[MATERIAL PROVIDED start]

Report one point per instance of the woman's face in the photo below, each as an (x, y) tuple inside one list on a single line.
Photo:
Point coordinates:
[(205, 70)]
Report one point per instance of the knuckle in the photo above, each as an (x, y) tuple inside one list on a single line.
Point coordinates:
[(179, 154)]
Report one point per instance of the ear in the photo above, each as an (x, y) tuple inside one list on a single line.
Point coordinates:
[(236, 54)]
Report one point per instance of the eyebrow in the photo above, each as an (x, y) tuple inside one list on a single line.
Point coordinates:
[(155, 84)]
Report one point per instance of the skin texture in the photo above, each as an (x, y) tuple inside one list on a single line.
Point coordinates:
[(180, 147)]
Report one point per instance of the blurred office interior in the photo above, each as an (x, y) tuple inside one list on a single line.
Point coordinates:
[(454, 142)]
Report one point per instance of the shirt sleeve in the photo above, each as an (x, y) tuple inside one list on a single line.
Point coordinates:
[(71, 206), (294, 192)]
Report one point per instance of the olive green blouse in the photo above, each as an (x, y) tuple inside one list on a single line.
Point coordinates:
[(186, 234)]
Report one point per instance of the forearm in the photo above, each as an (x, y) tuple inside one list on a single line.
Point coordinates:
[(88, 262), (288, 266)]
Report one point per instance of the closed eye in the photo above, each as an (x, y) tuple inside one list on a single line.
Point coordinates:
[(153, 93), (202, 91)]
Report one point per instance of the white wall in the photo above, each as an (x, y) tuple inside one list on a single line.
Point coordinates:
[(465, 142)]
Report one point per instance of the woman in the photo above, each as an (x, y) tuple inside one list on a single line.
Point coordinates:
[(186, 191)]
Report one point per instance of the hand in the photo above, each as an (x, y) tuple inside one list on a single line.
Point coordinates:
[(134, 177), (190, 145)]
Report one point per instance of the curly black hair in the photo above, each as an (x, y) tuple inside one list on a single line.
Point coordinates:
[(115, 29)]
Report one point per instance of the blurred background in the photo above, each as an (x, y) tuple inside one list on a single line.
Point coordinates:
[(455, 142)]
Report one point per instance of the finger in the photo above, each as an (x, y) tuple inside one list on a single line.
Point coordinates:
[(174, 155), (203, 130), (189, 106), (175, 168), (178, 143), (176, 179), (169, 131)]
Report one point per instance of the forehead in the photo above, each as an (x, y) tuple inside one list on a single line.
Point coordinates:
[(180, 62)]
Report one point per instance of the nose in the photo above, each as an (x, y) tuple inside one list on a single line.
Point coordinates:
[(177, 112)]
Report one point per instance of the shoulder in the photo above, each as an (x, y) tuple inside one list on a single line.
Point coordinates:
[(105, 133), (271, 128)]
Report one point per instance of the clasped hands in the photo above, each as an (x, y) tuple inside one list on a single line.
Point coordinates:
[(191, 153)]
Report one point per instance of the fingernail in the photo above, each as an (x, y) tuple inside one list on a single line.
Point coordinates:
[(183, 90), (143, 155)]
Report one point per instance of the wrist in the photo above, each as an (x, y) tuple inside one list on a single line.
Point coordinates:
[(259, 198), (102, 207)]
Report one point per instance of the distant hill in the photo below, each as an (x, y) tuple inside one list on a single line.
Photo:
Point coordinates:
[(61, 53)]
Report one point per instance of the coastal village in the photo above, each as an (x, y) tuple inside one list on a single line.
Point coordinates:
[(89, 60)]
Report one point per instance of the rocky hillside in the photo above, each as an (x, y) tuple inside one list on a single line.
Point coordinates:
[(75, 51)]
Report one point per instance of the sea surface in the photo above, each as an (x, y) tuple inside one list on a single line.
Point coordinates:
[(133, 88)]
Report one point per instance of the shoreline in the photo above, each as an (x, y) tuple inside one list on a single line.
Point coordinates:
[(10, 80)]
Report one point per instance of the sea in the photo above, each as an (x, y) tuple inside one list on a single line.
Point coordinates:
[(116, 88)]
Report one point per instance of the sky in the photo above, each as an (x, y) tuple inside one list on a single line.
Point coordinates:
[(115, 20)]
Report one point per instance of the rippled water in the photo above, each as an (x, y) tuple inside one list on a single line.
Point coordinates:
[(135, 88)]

[MATERIAL PROVIDED end]

[WORK TO COMPLETE]
Return every line of the listing above unchanged, from the first line through the last.

[REPLY]
Report one point per instance of the woman's face in the photo below, each as an (x, y) tuple inside one list on a single line.
Photo:
Point coordinates:
[(205, 70)]
Report one point per instance of the knuckle in the photo above, each as an (x, y) tuple inside one list on a single line.
Point coordinates:
[(179, 154)]
Report one point per instance of the ear in the photo above, each as an (x, y) tuple inside one list on a single line.
Point coordinates:
[(236, 54)]
Report one point per instance of the eyebrow in the photo above, each as an (x, y) tuple inside one list on a single line.
Point coordinates:
[(155, 84)]
Report one point per instance of the skin texture in the photo above, each as an (x, y) tuple inside one list on a single line.
Point coordinates:
[(180, 147)]
Report one point per instance of the blurred office interior in the photo above, each as an (x, y) tuple inside one list on a single line.
Point coordinates:
[(454, 142)]
Report one point per instance of the shirt sleeve in the photo above, each as an (x, y) tuple inside one list on a single line.
Point coordinates:
[(71, 206), (294, 192)]
Report one point per instance of the olive green blouse in the photo above, each as an (x, y) tuple inside one list on a single line.
Point coordinates:
[(186, 234)]
Report one point per instance of the forearm in the photo above, each as an (x, y) tuple inside one list on a single line.
Point coordinates:
[(88, 262), (288, 266)]
Report one point per instance of the closed eye in the photo above, each as an (x, y) tuple inside one list on a single line.
Point coordinates:
[(153, 93), (202, 91)]
Report one point per instance of the white wall in the photo above, each as an (x, y) tuple inside one list on a single line.
Point coordinates:
[(465, 142)]
Report one point per instance of the woman in the photo above, each as an (x, y) tuple inside one list on a single line.
Point coordinates:
[(186, 191)]
Report one point per instance of the hand in the photo above, each as an (x, y) tuple inside one list on a single line.
Point coordinates:
[(134, 177), (190, 145)]
Report one point per instance of the curly black hair in the photo above, each as an (x, y) tuple inside one list on a single line.
Point coordinates:
[(115, 29)]
Report one point per instance of the blurred background in the photo above, each as an (x, y) tuple inside one list on a single line.
Point coordinates:
[(455, 142)]
Report one point per instance of the finger in the photo above, each as an (x, y) tuple inside one list on a single line.
Point coordinates:
[(174, 155), (203, 130), (189, 106), (175, 168), (178, 143), (176, 179), (169, 131)]
Report one point per instance of the forehead in the photo above, each as an (x, y) tuple inside one list on a single line.
Point coordinates:
[(180, 62)]
Report one point per instance of the nose in the photo above, each as an (x, y) tuple inside one list on a single line.
Point coordinates:
[(177, 112)]
Report one point per instance of the shoulder in the photo above, each as an (x, y) tuple inside one list on a single line.
Point coordinates:
[(105, 133), (271, 128)]
Report one point per instance of the clasped hands in the photo above, each as an (x, y) tuple inside one list on a single line.
Point coordinates:
[(191, 153)]
Report one point per instance of the fingernail in the photo above, each as an (x, y) tuple inside one list on a single line.
Point coordinates:
[(183, 90), (143, 155)]
Report one point per instance of the wrist in the photo above, each as an (x, y) tuple inside one list on a single line.
Point coordinates:
[(259, 198), (102, 207)]
Report one point per instance of the distant hill in the photo below, each as an (x, y) tuple inside one list on a single line.
Photo:
Point coordinates:
[(61, 53)]
Report one point per instance of the coastal village in the photo above, each as an (x, y) tuple inside one list on a single line.
Point coordinates:
[(89, 60)]
Report one point per instance of the rocky hillside in the photo above, each as an (x, y) tuple inside one list on a single line.
Point coordinates:
[(75, 51)]
Report one point per instance of the sea surface in the photo above, each as an (x, y) tuple inside one list on a single line.
Point coordinates:
[(133, 88)]
Report one point per instance of the shoreline in the photo above, each as an (x, y) tuple inside one list on a single line.
Point coordinates:
[(10, 80)]
Report one point per instance of the sea in the photo above, each as an (x, y) tuple inside one list on a single line.
Point coordinates:
[(116, 88)]
Report one point per instance of the sky in the photo above, each as an (x, y) tuple inside one list on a single line.
Point coordinates:
[(115, 20)]
Report one point per instance of the rippled water in the photo above, each as an (x, y) tuple inside one list on a single line.
Point coordinates:
[(135, 88)]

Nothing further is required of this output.